** Opening DOCUMENT EXTRACT block **
“The Nightingale of Punjab,” Surinder Kaur was her generation’s premier interpreter of Indian folk music. Born November 25, 1929, in Lahore, the capital of the then-undivided state of Punjab, Kaur was one of eight children. At the age of 12, she and older sister Parkash together studied classical music under Muslim master Inayat Husain and Hindu master Pandit Mani Parshad, ultimately conquering the complexities of the complete Indian musical scale with a command virtually unmatched by their rivals. Kaur made her professional debut on Radio Lahore in August 1943, and the following year she and Parkash cut their first duet, “Maavan Te Teeyan Ral Baithiyaan,” for the HMV label, emerging as superstars across the Indian subcontinent.
Following Punjab’s 1947 partition, Kaur and her parents relocated to Delhi, later settling in Bombay. There she began working as a film industry playback singer, and for the 1949 film Shaheed recorded one of her most memorable hits, “Badnam Na Ho Jaye Mohabbat Ka Fasaana.” Upon returning to Delhi in 1942, Kaur married Joginder Singh Sodhi, a university literature professor who guided her career in the decades to follow. “He was the one who made me a star,” she later recalled. “He chose all the lyrics I sang and we both collaborated on compositions.” Together Kaur and Sodhi wrote such classics as “Chan Kithe Guari Aai Raat,” “Lathe Di Chadar,” “Shonkan Mele Di,” and “Gori Diyan Jhanjran Sarke-Sarke Jandiye Mutiare” — they also served as the public face of the Indian People’s Theatre Association, an arm of the Indian Communist party, spreading messages of peace and love to the most remote villages of East Punjab.
In all Kaur recorded more than 2,000 songs, among them duets with Asa Singh Mastana, Harcharan Grewel, Rangilla Jatt, and Didar Sandhu. Although her life and collaboration with Sodhi was cut short upon the educator’s death in 1975, she continued the family’s creative tradition via duets with their daughter Dolly Guleria and granddaughter Sunaina, culminating in the 1995 LP The Three Generations. In 2006 a prolonged illness prompted Kaur to seek treatment in the U.S. — she died in a New Jersey hospital on June 15 at the age of 77.
** Closing DOCUMENT EXTRACT block **
### AIM OF THE EXERCISE
Transcribe the passage from the Surinder Kaur biography above, starting at "In all Kaur" and ending at "the age of 77.".
** Opening GIVEN DATA block **
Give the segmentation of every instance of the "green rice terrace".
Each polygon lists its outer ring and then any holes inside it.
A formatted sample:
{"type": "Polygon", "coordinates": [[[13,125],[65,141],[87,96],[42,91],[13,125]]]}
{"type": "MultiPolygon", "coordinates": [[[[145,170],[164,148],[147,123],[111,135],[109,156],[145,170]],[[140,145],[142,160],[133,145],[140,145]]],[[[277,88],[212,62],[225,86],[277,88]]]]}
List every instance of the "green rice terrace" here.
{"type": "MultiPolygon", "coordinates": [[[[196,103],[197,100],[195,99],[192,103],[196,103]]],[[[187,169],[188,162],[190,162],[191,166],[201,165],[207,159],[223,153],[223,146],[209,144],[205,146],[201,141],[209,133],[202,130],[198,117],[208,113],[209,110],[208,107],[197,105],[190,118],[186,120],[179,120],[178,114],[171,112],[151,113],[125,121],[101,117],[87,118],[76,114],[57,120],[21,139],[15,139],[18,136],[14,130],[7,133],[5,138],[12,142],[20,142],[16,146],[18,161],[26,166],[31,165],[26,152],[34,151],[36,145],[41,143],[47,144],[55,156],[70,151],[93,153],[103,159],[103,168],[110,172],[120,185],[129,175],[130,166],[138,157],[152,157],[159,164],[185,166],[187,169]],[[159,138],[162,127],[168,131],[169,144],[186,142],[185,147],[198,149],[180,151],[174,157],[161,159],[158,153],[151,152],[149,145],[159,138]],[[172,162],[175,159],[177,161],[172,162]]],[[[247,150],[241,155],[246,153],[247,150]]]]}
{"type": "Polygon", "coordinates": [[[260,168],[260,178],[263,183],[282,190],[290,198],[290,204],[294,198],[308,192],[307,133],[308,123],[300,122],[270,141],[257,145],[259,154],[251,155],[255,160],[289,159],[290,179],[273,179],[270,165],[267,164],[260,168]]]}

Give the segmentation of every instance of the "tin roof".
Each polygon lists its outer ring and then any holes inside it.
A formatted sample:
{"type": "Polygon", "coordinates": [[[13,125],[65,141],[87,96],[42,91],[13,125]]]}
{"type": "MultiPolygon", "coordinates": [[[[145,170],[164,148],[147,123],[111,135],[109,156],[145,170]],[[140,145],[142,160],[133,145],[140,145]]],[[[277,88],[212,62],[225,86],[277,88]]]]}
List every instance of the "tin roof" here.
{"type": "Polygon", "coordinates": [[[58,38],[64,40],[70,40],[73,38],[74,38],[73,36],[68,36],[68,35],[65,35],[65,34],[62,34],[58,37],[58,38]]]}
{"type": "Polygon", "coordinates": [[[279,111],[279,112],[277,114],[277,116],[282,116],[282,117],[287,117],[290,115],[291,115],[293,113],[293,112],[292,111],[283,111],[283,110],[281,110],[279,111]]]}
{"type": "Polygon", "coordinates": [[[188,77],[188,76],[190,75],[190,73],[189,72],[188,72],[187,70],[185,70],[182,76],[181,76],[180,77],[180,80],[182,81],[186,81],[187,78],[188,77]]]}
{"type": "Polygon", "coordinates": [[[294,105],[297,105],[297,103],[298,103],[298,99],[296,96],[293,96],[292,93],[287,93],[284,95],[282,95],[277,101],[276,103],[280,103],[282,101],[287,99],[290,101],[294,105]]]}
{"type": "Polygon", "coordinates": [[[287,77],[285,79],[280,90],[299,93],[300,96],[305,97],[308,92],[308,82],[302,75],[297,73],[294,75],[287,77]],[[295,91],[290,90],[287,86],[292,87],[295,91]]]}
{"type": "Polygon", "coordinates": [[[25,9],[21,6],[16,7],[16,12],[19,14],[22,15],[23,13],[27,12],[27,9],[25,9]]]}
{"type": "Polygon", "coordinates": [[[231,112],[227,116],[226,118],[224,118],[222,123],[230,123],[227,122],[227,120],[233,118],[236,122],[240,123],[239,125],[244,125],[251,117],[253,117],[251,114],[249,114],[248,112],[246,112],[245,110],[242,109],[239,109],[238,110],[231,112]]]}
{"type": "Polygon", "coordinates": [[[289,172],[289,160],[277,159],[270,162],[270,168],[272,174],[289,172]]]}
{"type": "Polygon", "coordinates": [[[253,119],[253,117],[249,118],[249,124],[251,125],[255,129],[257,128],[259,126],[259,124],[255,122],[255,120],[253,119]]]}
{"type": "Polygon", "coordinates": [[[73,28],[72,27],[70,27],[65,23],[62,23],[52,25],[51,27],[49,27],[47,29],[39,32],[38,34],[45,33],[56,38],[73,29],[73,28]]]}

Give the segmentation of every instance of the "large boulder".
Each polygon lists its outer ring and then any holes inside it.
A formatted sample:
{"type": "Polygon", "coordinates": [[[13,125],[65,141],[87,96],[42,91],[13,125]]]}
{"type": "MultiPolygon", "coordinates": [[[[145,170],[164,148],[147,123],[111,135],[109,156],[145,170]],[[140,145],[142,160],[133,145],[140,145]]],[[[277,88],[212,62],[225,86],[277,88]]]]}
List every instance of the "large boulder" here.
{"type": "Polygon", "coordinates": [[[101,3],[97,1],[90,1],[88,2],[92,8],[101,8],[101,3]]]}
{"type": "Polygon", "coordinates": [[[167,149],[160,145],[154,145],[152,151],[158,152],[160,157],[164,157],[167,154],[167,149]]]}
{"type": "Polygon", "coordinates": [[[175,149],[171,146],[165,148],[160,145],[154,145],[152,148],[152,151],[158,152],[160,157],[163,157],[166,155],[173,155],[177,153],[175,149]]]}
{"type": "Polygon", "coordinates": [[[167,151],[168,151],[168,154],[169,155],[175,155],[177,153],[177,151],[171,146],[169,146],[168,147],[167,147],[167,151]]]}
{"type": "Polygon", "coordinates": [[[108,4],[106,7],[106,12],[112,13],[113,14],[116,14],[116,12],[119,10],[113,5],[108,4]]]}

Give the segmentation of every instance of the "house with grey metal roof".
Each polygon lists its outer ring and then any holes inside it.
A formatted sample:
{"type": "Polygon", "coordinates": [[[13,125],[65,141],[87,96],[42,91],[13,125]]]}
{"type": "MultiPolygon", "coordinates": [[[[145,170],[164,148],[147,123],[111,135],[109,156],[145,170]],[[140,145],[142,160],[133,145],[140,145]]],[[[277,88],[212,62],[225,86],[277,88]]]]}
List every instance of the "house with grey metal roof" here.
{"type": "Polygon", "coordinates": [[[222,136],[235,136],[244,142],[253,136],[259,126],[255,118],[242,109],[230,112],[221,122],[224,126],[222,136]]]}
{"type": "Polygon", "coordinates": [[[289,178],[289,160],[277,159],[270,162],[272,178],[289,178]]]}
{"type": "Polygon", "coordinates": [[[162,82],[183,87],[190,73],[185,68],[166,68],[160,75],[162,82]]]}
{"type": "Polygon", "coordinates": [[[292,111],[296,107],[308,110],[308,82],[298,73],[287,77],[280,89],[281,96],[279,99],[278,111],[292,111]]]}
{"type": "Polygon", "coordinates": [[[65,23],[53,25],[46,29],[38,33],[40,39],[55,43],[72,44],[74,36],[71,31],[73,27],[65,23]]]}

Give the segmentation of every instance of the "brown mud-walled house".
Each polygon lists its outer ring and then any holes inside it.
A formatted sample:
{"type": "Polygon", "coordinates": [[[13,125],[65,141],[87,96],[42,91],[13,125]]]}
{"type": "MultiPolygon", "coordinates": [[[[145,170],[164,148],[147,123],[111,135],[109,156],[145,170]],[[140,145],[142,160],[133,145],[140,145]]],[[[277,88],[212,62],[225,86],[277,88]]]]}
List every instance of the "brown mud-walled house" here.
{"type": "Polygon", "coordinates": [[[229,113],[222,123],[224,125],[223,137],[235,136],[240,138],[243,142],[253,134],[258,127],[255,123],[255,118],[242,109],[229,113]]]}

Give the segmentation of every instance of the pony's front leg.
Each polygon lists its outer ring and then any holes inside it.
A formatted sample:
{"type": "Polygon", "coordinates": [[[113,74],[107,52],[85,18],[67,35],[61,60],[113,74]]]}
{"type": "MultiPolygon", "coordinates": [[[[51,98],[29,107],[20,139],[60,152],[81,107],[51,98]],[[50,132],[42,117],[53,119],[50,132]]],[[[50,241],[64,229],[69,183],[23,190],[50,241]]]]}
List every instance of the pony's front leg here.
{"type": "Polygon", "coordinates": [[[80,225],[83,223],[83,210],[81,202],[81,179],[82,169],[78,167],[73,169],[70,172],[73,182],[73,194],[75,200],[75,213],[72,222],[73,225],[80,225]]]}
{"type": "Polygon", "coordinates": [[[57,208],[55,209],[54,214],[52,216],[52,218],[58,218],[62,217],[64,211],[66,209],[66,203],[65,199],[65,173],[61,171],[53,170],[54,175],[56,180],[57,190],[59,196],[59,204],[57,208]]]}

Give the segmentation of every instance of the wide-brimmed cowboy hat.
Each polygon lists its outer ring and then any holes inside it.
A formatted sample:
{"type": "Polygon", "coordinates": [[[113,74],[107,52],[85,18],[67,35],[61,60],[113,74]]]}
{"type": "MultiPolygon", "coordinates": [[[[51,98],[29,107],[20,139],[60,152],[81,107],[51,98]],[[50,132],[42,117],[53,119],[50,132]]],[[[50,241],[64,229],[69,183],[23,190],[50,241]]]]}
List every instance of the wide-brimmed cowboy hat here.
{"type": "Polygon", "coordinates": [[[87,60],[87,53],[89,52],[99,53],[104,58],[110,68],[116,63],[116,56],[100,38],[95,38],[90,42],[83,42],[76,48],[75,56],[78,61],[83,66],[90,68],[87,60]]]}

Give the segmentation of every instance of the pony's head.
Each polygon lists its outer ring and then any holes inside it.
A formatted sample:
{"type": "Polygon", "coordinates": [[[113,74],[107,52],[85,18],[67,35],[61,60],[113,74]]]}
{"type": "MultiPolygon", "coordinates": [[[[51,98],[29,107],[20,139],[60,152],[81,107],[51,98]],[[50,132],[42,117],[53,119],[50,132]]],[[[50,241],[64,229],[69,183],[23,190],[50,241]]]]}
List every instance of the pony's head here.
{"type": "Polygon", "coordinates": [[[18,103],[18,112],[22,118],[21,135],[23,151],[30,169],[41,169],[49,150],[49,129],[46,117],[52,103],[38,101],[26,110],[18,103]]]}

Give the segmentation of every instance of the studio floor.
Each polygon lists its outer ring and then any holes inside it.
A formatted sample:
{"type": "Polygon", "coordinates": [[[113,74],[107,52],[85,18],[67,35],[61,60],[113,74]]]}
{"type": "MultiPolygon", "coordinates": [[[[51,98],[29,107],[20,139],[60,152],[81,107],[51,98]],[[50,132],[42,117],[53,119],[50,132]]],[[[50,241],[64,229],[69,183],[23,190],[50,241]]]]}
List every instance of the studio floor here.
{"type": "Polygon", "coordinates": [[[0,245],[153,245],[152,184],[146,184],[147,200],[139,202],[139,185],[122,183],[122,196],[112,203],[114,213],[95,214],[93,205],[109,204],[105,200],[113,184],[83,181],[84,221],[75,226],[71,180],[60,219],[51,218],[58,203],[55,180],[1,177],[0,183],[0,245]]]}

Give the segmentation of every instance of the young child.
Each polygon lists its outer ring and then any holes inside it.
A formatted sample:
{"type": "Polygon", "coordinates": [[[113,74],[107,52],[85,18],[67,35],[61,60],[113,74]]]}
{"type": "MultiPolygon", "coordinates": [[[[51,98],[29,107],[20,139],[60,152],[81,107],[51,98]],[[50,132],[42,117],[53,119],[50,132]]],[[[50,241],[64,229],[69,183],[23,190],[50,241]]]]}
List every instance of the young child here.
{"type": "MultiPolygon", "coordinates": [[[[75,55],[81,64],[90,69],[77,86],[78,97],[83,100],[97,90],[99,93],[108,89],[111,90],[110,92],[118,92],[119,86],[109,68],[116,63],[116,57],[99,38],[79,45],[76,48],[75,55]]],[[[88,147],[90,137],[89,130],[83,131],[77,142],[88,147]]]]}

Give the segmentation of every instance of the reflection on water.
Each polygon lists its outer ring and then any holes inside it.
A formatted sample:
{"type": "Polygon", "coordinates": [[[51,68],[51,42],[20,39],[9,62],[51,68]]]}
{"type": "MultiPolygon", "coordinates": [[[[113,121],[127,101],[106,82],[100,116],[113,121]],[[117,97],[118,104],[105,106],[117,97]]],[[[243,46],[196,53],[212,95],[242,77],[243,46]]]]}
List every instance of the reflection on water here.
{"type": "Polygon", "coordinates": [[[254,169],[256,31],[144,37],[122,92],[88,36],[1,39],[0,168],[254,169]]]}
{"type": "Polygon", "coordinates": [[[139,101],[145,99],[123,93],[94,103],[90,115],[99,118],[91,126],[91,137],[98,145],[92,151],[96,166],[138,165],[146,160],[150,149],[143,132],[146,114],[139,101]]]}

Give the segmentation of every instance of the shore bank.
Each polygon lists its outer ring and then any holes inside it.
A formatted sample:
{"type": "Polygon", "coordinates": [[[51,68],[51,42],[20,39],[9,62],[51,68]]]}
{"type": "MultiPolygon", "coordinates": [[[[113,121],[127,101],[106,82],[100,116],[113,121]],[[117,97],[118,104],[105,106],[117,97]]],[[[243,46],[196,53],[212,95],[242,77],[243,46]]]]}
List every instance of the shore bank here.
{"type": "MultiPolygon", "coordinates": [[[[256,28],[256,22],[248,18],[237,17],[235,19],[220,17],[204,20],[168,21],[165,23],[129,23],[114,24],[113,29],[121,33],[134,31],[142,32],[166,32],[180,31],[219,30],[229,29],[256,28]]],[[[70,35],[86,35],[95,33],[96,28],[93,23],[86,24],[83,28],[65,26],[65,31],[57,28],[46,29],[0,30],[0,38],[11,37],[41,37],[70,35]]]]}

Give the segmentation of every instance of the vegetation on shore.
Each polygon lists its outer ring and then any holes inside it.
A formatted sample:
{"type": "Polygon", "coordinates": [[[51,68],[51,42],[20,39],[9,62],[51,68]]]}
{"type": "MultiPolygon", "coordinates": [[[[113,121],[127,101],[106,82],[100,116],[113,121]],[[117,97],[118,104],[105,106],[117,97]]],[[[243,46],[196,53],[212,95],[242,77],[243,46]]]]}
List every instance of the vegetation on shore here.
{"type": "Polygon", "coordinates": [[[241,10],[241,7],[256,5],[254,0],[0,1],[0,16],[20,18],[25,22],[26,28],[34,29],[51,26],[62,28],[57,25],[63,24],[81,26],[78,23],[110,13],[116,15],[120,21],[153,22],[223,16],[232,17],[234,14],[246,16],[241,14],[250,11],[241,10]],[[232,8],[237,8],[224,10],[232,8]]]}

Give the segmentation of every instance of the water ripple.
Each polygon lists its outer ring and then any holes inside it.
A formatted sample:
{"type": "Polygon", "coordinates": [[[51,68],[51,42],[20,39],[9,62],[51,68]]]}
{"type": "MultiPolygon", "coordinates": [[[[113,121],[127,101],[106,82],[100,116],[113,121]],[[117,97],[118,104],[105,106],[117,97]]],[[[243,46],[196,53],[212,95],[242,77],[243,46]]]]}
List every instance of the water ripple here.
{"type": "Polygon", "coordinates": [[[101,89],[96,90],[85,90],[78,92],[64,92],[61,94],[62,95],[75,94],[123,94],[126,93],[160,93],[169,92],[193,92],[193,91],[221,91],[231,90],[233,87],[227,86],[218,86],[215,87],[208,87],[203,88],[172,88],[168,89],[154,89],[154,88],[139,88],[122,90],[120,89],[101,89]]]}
** Closing GIVEN DATA block **
### RESULT FOR THIS TASK
In all Kaur recorded more than 2,000 songs, among them duets with Asa Singh Mastana, Harcharan Grewel, Rangilla Jatt, and Didar Sandhu. Although her life and collaboration with Sodhi was cut short upon the educator’s death in 1975, she continued the family’s creative tradition via duets with their daughter Dolly Guleria and granddaughter Sunaina, culminating in the 1995 LP The Three Generations. In 2006 a prolonged illness prompted Kaur to seek treatment in the U.S. — she died in a New Jersey hospital on June 15 at the age of 77.